Return the material below in full and exactly.
====== Dataset rows ======
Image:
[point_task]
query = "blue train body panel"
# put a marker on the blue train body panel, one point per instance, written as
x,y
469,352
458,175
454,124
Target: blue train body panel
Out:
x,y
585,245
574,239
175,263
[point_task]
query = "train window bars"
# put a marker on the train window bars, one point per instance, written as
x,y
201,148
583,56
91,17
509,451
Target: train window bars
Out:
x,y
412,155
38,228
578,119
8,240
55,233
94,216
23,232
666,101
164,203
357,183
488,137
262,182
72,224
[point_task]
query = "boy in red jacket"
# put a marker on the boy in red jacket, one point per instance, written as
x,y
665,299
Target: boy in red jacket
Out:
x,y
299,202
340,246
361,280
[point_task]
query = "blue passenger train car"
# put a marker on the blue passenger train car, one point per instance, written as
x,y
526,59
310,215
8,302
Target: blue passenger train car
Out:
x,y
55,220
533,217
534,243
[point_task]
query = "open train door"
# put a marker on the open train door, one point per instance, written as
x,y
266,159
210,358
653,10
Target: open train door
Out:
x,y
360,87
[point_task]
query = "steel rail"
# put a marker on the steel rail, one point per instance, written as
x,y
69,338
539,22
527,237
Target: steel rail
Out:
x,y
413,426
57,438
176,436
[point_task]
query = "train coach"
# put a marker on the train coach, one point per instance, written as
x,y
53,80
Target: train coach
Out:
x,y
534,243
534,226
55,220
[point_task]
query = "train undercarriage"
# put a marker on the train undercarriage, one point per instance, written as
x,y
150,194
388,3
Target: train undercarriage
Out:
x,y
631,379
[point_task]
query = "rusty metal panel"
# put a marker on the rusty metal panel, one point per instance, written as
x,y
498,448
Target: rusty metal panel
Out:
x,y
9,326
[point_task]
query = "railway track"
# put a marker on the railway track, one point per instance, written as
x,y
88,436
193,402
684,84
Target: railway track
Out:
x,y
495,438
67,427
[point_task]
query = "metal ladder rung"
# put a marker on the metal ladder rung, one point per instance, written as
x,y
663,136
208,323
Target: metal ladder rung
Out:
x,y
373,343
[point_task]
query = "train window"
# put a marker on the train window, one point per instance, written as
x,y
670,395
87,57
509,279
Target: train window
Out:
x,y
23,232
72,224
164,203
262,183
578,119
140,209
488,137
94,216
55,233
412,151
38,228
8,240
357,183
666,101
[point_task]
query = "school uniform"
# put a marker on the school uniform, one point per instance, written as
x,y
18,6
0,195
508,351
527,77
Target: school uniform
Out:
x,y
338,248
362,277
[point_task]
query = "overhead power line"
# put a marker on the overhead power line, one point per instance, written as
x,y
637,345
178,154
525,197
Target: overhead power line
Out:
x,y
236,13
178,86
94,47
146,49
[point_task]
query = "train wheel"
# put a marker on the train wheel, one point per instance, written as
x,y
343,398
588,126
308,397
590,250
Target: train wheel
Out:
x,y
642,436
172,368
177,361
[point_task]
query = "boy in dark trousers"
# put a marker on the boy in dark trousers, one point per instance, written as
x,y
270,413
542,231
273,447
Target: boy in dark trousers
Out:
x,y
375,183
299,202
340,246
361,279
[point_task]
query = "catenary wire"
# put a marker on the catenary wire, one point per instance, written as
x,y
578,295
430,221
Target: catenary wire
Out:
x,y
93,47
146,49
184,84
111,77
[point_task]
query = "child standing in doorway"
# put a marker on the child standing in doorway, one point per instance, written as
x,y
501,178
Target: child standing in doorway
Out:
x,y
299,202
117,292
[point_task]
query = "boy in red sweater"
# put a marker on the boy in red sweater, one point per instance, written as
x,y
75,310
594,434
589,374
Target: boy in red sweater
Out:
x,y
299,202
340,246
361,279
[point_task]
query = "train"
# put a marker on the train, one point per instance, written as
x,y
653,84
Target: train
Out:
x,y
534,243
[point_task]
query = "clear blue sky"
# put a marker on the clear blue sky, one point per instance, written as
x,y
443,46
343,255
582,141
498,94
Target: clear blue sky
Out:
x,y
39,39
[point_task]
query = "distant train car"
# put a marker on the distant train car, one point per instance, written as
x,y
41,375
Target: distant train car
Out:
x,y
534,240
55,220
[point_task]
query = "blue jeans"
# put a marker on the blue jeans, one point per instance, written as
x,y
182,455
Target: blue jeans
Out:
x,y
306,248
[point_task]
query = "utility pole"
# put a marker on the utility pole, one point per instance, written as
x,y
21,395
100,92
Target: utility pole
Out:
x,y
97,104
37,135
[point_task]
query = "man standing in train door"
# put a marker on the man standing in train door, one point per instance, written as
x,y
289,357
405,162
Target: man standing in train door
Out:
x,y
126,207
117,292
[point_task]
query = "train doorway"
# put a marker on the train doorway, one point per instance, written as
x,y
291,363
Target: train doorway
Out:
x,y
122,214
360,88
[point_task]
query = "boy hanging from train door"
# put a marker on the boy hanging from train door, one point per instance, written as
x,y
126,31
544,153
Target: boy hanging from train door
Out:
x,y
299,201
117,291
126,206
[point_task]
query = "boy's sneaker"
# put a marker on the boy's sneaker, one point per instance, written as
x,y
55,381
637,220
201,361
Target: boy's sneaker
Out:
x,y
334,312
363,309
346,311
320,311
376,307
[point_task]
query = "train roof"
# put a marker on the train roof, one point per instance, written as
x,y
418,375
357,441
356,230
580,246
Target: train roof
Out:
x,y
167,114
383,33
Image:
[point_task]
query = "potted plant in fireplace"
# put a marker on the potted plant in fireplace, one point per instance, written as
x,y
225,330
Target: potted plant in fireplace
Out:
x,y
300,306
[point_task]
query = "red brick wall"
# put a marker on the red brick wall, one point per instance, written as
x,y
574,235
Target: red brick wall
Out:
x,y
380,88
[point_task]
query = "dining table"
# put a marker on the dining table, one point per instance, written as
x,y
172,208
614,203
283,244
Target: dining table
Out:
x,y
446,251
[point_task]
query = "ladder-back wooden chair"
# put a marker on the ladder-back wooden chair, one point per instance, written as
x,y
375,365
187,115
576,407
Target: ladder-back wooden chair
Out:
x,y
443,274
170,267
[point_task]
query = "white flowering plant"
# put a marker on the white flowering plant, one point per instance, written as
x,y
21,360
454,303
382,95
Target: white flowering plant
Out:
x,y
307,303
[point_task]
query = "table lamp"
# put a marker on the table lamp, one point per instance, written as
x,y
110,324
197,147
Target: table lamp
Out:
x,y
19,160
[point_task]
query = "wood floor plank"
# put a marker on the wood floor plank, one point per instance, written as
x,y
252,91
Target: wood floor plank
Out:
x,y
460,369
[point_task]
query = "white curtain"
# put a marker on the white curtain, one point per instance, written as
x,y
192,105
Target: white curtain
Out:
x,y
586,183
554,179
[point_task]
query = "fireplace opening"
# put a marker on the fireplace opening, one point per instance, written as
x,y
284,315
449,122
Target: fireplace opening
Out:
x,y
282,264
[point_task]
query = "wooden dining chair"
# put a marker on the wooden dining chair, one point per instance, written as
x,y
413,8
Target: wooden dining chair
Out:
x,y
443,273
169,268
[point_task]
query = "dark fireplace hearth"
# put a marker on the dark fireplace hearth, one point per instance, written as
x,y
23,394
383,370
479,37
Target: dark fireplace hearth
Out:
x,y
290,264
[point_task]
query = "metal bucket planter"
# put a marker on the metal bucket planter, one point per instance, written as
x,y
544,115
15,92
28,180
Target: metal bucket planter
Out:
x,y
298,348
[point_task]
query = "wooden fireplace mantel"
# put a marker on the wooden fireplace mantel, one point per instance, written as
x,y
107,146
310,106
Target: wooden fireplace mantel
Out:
======
◆ **Answer below**:
Image:
[point_task]
query = "blue train body panel"
# put a marker on the blue train body panel, one point per instance, written as
x,y
469,352
458,175
454,124
Target: blue train body panel
Out:
x,y
585,245
574,239
175,263
[point_task]
query = "train window bars"
# put a marker on the train window bars, one point per instance, written as
x,y
201,148
583,56
91,17
509,451
Target: train window bars
Out:
x,y
412,155
38,228
578,119
8,240
55,233
94,216
23,232
666,101
164,203
357,183
488,137
262,182
72,224
[point_task]
query = "boy in red jacket"
# put a marker on the boy in red jacket, one point per instance, written as
x,y
665,299
Target: boy in red jacket
Out:
x,y
299,202
340,246
361,280
[point_task]
query = "blue passenger train car"
# put a marker on the blue passenger train car, one point per instance, written as
x,y
526,59
310,215
8,302
Target: blue passenger train car
Out:
x,y
55,220
533,217
534,243
[point_task]
query = "open train door"
# put a marker on the open train door, one point per instance, written as
x,y
266,159
210,358
653,10
Target: open train door
Out:
x,y
360,87
[point_task]
query = "steel rail"
# put a marker on the steel rail, one point per instance, written as
x,y
69,338
539,22
527,237
Target: steel rail
Out:
x,y
413,426
57,438
176,436
[point_task]
query = "train coach"
# put a marker on the train coach, one point per instance, written as
x,y
53,80
Target: train coach
Out:
x,y
534,243
534,226
55,220
[point_task]
query = "train undercarriage"
# put a marker on the train undercarriage, one point per instance, written as
x,y
150,194
388,3
Target: train undercarriage
Out:
x,y
631,379
[point_task]
query = "rusty metal panel"
# put a marker on the rusty metal panel, one point per instance, written as
x,y
498,448
Target: rusty metal panel
Out:
x,y
9,326
[point_task]
query = "railway track"
# put a marker on the railway track, one point per instance, written as
x,y
88,436
193,402
684,84
Target: railway track
Out:
x,y
495,438
67,427
[point_task]
query = "metal ladder rung"
# put a marker on the metal ladder rung, one point per instance, written as
x,y
663,136
208,323
Target: metal ladder rung
Out:
x,y
373,343
[point_task]
query = "train window"
# put a marker on the train window, one point per instance, written as
x,y
670,395
87,57
509,279
Target: train window
Out:
x,y
23,232
72,224
164,203
262,183
578,119
140,209
488,137
94,216
55,233
412,151
38,228
8,240
357,183
666,101
[point_task]
query = "school uniform"
# put a marker on the school uniform, one point per instance, written as
x,y
18,6
0,195
508,351
527,77
Target: school uniform
Out:
x,y
338,248
362,277
[point_task]
query = "overhead power line"
# put a marker on the overhead power line, one point per instance, written as
x,y
637,345
178,154
525,197
Target: overhead power line
Out:
x,y
236,13
178,86
94,47
146,49
[point_task]
query = "train wheel"
# put a marker on the train wheel, one point per instance, written as
x,y
343,398
588,126
308,397
590,250
Target: train wheel
Out:
x,y
642,436
172,368
177,361
[point_task]
query = "boy in dark trousers"
# put a marker on the boy in dark trousers, one point per instance, written as
x,y
270,413
542,231
273,447
Target: boy in dark trousers
Out:
x,y
375,183
299,202
340,246
361,279
[point_task]
query = "catenary wire"
# put a marker on the catenary wire, one point per instance, written as
x,y
578,295
430,221
Target: catenary wire
Out:
x,y
93,47
146,49
184,84
111,77
[point_task]
query = "child standing in doorway"
# put a marker on the child standing in doorway, one point per instance, written as
x,y
501,178
Target: child standing in doorway
Out:
x,y
299,202
117,292
[point_task]
query = "boy in red sweater"
# put a marker on the boy in red sweater, one point per instance, written as
x,y
75,310
594,434
589,374
Target: boy in red sweater
Out:
x,y
299,202
340,246
361,279
[point_task]
query = "train"
# put a marker on the train, one point per instance, written as
x,y
653,84
Target: train
Out:
x,y
534,243
[point_task]
query = "clear blue sky"
# put a marker on the clear blue sky, one point per instance, written as
x,y
443,46
343,255
582,141
498,94
Target: clear blue sky
Out:
x,y
39,39
[point_task]
query = "distant train car"
# put a marker on the distant train car, one point per instance, written as
x,y
41,375
Target: distant train car
Out:
x,y
534,240
55,220
[point_task]
query = "blue jeans"
# put a marker on the blue jeans, one point per instance, written as
x,y
182,455
Target: blue jeans
Out:
x,y
306,248
[point_task]
query = "utility pole"
# put a marker on the utility pole, one point per instance, written as
x,y
21,395
100,92
Target: utility pole
Out:
x,y
97,104
37,135
[point_task]
query = "man standing in train door"
# put a marker on the man standing in train door, one point per instance, written as
x,y
289,357
405,162
Target: man standing in train door
Out:
x,y
126,207
117,292
[point_task]
query = "train doorway"
# put a marker on the train doorway, one point per instance, written as
x,y
291,363
Target: train doorway
Out:
x,y
122,214
360,88
[point_task]
query = "boy hanging from train door"
# put a marker on the boy hanging from train door, one point per instance, written as
x,y
126,31
544,153
Target: boy hanging from train door
Out:
x,y
299,201
117,291
126,206
[point_task]
query = "boy's sneaker"
# put a marker on the boy's sneaker, one point per instance, written as
x,y
55,381
637,220
201,361
Target: boy's sneaker
Out:
x,y
334,312
363,309
346,311
320,311
376,307
[point_task]
query = "train roof"
# put a marker on the train roof, one point per instance, written as
x,y
418,375
357,441
356,230
580,246
Target: train roof
Out:
x,y
167,114
383,33
Image:
[point_task]
query = "potted plant in fireplace"
# put a marker on the potted plant in fireplace, one point per instance, written as
x,y
225,330
Target: potted plant in fireplace
Out:
x,y
300,306
[point_task]
query = "red brick wall"
# put a marker on the red brick wall, one point per instance, written as
x,y
574,235
Target: red brick wall
Out:
x,y
380,88
[point_task]
query = "dining table"
# put a marker on the dining table, one point per instance, written as
x,y
172,208
614,203
283,244
Target: dining table
Out:
x,y
446,251
[point_task]
query = "ladder-back wooden chair"
# put a marker on the ladder-back wooden chair, one point per instance, written as
x,y
375,365
187,115
576,407
Target: ladder-back wooden chair
Out:
x,y
443,274
170,267
[point_task]
query = "white flowering plant"
# put a marker on the white flowering plant, one point per instance, written as
x,y
21,360
454,303
382,95
Target: white flowering plant
Out:
x,y
307,303
[point_task]
query = "table lamp"
# put a marker on the table lamp, one point per instance, written as
x,y
110,324
197,147
Target: table lamp
Out:
x,y
19,160
[point_task]
query = "wood floor plank"
# put a marker on the wood floor plank, one point per instance, written as
x,y
252,91
Target: wood floor plank
Out:
x,y
460,369
[point_task]
query = "white curtain"
# put a marker on the white curtain, one point per instance, written as
x,y
192,105
Target: white curtain
Out:
x,y
586,183
554,179
[point_task]
query = "fireplace opening"
# put a marker on the fireplace opening, one point per instance, written as
x,y
284,315
449,122
Target: fireplace opening
Out:
x,y
282,264
[point_task]
query = "wooden dining chair"
# put a marker on the wooden dining chair, one point per instance, written as
x,y
413,8
Target: wooden dining chair
Out:
x,y
443,273
169,268
[point_task]
query = "dark fireplace hearth"
# put a marker on the dark fireplace hearth, one point per instance, written as
x,y
23,394
383,370
479,37
Target: dark fireplace hearth
Out:
x,y
290,264
[point_task]
query = "metal bucket planter"
# put a marker on the metal bucket planter, one point per instance, written as
x,y
544,115
15,92
28,180
Target: metal bucket planter
Out:
x,y
298,348
[point_task]
query = "wooden fireplace mantel"
# put a marker on the wooden fireplace mantel, one point per instance, written as
x,y
107,146
310,106
Target: wooden fireplace mantel
Out:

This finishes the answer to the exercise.